* Excerpted text *
:::

- Directed by: Robert McKimson
- Story by: Cal Howard
- Produced by: William L. Hendricks
- Starring: Mel Blanc Pat Woodell Billy Strange
- Edited by: Hal Geer
- Music by: William Lava
- Animation by: Ted Bonnicksen Laverne Harding Jim Davis Ed Solomon
- Layouts by: Bob Givens Jaime Diaz
- Backgrounds by: Bob Abrams
- Color process: Technicolor
- Production company: Warner Bros.-Seven Arts Animation
- Distributed by: Warner Bros.-Seven Arts Vitagraph Company of America
- Release date: January 25, 1969;
- Running time: 6 min
- Language: English

= The Great Carrot Train Robbery =

The Great Carrot Train Robbery is a 1969 Warner Bros.-Seven Arts Merrie Melodies cartoon directed by Robert McKimson. The short was released on January 25, 1969, and stars Bunny and Claude in their second and final short.

The short is the final "classic era" Warner Bros. cartoon with the voice of Mel Blanc.

==Plot==
Bunny and Claude return and head to a train station, wanting to board the Carrot Express. The ticket attendant tells them that they cannot board, but Claude grabs the ticket attendant's shirt and he surrenders. Bunny and Claude introduce themselves to the ticket attendant, who passes out just before the train arrives. As Bunny and Claude board the train and enter one of the cars holding carrots, the ticket attendant calls the sheriff. The ticket attendant explains to the sheriff how he saw Bunny and Claude, and the sheriff hears and quickly jumps into his car.

The sheriff drives onto a road parallel to the railroad track, and he drives over several bumps, each bouncing him to a different spot in the car. The road intersects the railroad and just as the sheriff is crossing the tracks, the Carrot Express crashes into it, breaking half of the sheriff's car. The sheriff stops on top of a bridge, and just as the train passes below, he jumps into the funnel, causing him to become black from the ash, and then blown up into the air when he walks by the whistle. However, when the sheriff is walking on top of the cars, Claude comes out from a trapdoor on one of the cars and spots the sheriff, who gives chase. The sheriff chases Bunny across several cars, but misses a jump. As Claude runs back to his original car, the sheriff climbs back up onto the top of the train, but hits a tunnel.

Once Claude goes back into the car, the sheriff squeezes his way through the trapdoor and Bunny and Claude are forced to hide in two barrels. Not knowing Bunny and Claude are hiding, the sheriff hides in another barrel. Claude nails the sheriff's barrel closed and inserts a stick of dynamite before throwing it out, wishing the sheriff to have a "barrel of fun". The barrel bounces down several hills before exploding.

The sheriff uses a handcar to catch up to the train, but on an uphill section of track, Claude unhooks a section of the train, causing it to roll downwards towards the sheriff. The sheriff changes direction and the loose cars bump into him several times before the sheriff pedals himself into a closed track and hits a bumper.

Bunny and Claude finally stop the train, and Claude tells Bunny that the carrots are theirs. The sheriff, meanwhile, pays a farmer money to use his horse to catch Bunny and Claude. Just as Bunny and Claude are loading their car with carrots, the sheriff catches up to them and catches the duo red-handed. As the sheriff explains to Bunny and Claude that crime doesn't pay and carrot is the root of all evil, his horse eats some of the carrots! When the sheriff yells at the horse, Bunny and Claude manage to escape along with the remaining carrots from the train. The cartoon ends when sheriff chases Bunny and Claude into the horizon on his fat horse, which bounces when it gallops.

:::

* Listed entries *
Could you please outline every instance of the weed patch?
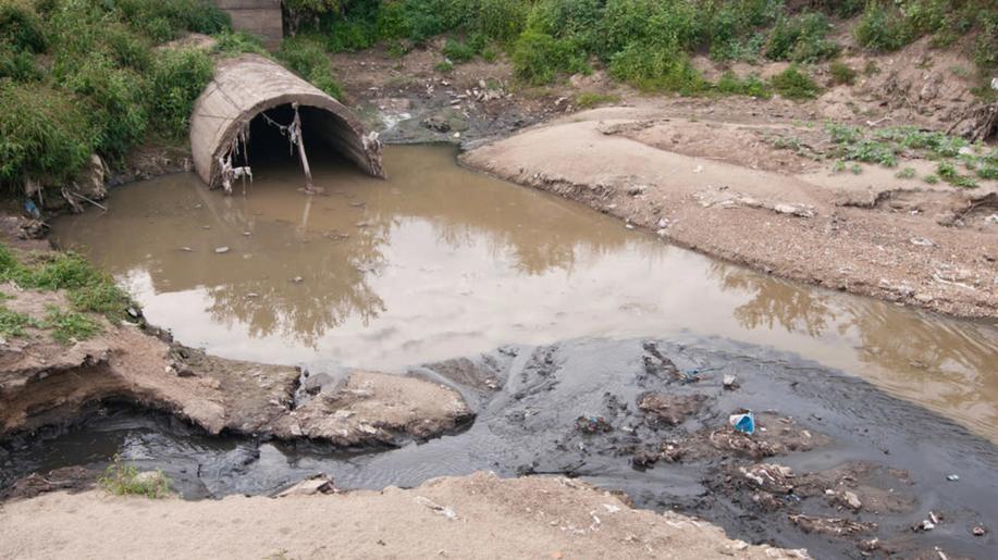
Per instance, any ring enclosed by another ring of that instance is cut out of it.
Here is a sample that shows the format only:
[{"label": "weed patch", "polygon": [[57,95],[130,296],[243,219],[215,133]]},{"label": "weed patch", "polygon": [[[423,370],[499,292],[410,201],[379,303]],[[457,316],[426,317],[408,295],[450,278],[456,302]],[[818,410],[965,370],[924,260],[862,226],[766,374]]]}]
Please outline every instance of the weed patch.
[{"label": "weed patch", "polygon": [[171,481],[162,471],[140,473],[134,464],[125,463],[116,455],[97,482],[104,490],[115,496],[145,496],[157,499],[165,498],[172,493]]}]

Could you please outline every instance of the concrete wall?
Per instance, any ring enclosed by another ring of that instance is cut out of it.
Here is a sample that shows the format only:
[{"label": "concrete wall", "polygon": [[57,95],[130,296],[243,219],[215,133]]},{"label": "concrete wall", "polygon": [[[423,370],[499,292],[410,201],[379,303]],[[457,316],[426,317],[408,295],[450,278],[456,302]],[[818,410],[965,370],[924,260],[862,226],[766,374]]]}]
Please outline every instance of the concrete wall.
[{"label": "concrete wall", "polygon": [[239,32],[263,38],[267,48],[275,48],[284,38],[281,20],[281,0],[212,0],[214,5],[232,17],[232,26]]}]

:::

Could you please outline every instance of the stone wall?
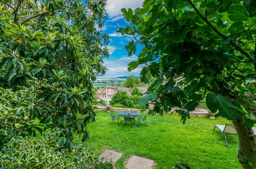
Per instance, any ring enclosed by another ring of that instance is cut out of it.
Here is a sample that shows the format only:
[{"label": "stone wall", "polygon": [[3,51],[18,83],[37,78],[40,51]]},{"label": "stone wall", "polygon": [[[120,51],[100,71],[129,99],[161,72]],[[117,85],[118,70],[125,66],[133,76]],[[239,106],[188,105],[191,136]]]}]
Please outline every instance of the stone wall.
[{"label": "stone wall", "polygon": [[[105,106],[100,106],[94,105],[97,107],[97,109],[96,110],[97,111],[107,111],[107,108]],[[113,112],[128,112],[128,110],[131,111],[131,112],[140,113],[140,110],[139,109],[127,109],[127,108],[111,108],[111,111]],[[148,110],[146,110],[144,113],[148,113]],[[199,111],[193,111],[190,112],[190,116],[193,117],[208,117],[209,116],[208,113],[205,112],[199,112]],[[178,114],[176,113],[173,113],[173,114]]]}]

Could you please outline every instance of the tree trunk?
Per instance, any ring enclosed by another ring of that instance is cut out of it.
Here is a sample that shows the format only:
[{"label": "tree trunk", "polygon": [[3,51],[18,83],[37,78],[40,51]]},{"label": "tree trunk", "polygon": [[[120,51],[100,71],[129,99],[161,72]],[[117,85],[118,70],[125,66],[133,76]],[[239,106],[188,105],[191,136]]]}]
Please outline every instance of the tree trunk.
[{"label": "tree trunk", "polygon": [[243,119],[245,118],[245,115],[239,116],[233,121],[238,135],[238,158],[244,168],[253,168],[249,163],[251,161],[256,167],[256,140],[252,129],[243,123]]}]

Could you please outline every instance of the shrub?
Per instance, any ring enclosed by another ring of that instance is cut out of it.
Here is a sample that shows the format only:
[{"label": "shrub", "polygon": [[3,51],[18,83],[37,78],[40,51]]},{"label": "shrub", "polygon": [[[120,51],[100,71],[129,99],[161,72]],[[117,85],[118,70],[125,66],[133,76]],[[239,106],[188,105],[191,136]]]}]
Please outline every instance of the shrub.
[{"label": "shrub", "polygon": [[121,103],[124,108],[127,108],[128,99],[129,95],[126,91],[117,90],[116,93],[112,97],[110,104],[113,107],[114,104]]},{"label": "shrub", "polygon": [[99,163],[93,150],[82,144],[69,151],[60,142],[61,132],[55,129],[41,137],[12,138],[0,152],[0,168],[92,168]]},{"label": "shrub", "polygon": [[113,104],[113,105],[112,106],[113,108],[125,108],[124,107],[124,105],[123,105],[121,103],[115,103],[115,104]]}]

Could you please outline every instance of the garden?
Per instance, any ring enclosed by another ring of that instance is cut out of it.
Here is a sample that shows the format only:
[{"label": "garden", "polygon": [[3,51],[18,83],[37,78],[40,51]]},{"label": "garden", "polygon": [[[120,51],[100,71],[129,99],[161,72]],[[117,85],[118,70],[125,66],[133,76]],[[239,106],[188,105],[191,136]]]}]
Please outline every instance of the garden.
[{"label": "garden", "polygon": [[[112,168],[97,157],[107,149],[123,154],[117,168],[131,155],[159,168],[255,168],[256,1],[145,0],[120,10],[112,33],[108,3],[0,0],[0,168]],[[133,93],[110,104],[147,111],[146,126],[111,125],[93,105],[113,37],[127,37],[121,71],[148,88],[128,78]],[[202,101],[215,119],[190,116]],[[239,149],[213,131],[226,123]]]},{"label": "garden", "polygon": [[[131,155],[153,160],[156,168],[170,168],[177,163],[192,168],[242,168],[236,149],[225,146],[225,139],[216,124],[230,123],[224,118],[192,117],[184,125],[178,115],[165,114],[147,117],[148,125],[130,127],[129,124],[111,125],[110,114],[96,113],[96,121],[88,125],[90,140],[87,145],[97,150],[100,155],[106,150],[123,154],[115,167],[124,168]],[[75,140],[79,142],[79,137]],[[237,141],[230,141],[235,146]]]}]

:::

* Exercise requirements *
1. Using the article on The Great Carrot Train Robbery, decide whether each statement agrees with it: (a) the sheriff pays a farmer to use his horse; (b) Cal Howard directed the short; (c) Claude throws out the barrel in which the sheriff is hiding. Answer yes or no for each and quote the words of the article that settle it.
2. Print the passage of the article on The Great Carrot Train Robbery from "The Great Carrot Train Robbery is" to "into his car.", copying it word for word.

* Results by task *
1.
(a) Yes: "The sheriff, meanwhile, pays a farmer money to use his horse to catch Bunny and Claude."
(b) No: "a 1969 Warner Bros.-Seven Arts Merrie Melodies cartoon directed by Robert McKimson"
(c) Yes: "Claude nails the sheriff's barrel closed and inserts a stick of dynamite before throwing it out"

2.
The Great Carrot Train Robbery is a 1969 Warner Bros.-Seven Arts Merrie Melodies cartoon directed by Robert McKimson. The short was released on January 25, 1969, and stars Bunny and Claude in their second and final short.

The short is the final "classic era" Warner Bros. cartoon with the voice of Mel Blanc.

==Plot==
Bunny and Claude return and head to a train station, wanting to board the Carrot Express. The ticket attendant tells them that they cannot board, but Claude grabs the ticket attendant's shirt and he surrenders. Bunny and Claude introduce themselves to the ticket attendant, who passes out just before the train arrives. As Bunny and Claude board the train and enter one of the cars holding carrots, the ticket attendant calls the sheriff. The ticket attendant explains to the sheriff how he saw Bunny and Claude, and the sheriff hears and quickly jumps into his car.